Input records:
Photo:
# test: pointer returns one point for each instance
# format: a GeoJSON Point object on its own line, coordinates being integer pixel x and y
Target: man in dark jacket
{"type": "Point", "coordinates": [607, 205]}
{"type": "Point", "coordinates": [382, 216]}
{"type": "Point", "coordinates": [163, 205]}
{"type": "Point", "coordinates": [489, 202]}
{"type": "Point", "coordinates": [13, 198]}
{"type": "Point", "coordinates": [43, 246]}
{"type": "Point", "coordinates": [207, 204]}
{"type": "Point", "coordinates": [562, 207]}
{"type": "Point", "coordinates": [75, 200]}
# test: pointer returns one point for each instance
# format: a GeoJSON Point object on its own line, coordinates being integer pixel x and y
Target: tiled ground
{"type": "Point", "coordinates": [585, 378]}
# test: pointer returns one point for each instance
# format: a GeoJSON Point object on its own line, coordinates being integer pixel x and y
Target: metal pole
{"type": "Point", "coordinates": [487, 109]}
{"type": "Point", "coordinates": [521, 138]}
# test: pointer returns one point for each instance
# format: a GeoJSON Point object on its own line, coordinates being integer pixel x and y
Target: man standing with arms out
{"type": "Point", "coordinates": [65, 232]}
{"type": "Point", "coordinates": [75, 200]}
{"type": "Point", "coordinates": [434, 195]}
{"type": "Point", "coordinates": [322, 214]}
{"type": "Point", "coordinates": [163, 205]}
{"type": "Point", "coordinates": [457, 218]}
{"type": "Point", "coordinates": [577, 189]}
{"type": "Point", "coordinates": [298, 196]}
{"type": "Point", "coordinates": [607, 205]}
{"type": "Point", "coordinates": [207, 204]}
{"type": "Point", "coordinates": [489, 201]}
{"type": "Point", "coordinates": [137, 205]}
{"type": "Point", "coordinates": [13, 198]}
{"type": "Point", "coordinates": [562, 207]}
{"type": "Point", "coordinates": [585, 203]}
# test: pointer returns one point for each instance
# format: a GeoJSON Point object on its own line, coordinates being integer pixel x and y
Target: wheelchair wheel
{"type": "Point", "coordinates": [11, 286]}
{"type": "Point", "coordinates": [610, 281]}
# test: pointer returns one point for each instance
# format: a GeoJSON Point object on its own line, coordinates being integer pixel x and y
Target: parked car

The problem:
The complete listing is to be repeated word for word.

Solution to the problem:
Photo:
# test: pointer returns one point for each instance
# format: a GeoJSON Point object on its own line, coordinates being integer pixel x and y
Target: man in dark jacket
{"type": "Point", "coordinates": [607, 205]}
{"type": "Point", "coordinates": [382, 216]}
{"type": "Point", "coordinates": [163, 205]}
{"type": "Point", "coordinates": [489, 202]}
{"type": "Point", "coordinates": [13, 198]}
{"type": "Point", "coordinates": [43, 246]}
{"type": "Point", "coordinates": [207, 204]}
{"type": "Point", "coordinates": [562, 207]}
{"type": "Point", "coordinates": [75, 200]}
# test: pointer returns one point for each instance
# format: a GeoJSON Point object on its own line, coordinates being integer pixel x and y
Target: tiled ground
{"type": "Point", "coordinates": [585, 378]}
# test: pointer returns one point for each instance
# format: a GeoJSON Point object on its own line, coordinates being integer pixel x and y
Target: metal pole
{"type": "Point", "coordinates": [487, 109]}
{"type": "Point", "coordinates": [521, 138]}
# test: pointer returns one point for each instance
# format: a GeoJSON Point object on its own line, coordinates being integer pixel x and y
Target: man standing with arms out
{"type": "Point", "coordinates": [65, 232]}
{"type": "Point", "coordinates": [75, 200]}
{"type": "Point", "coordinates": [434, 195]}
{"type": "Point", "coordinates": [322, 214]}
{"type": "Point", "coordinates": [163, 205]}
{"type": "Point", "coordinates": [457, 218]}
{"type": "Point", "coordinates": [577, 189]}
{"type": "Point", "coordinates": [298, 196]}
{"type": "Point", "coordinates": [607, 205]}
{"type": "Point", "coordinates": [207, 204]}
{"type": "Point", "coordinates": [489, 201]}
{"type": "Point", "coordinates": [137, 205]}
{"type": "Point", "coordinates": [13, 198]}
{"type": "Point", "coordinates": [562, 207]}
{"type": "Point", "coordinates": [585, 203]}
# test: pointer returns one point for each instance
# format: a GeoJSON Point object on its own line, coordinates being integer pixel x and y
Target: wheelchair wheel
{"type": "Point", "coordinates": [11, 286]}
{"type": "Point", "coordinates": [610, 281]}
# test: pointer returns one point for each instance
# format: a GeoJSON Point object on its own line, coordinates being integer pixel x and y
Target: parked car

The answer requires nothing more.